*Goal of the exercise*: Lines in the data below that contain the word "texture" are to be copied.

*Records for this exercise*:

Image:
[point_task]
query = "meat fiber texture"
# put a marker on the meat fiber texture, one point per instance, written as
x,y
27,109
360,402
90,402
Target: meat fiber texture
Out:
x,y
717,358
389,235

*Reply*:
query = "meat fiber texture"
# put a marker on the meat fiber texture, one point per instance, written as
Target: meat fiber texture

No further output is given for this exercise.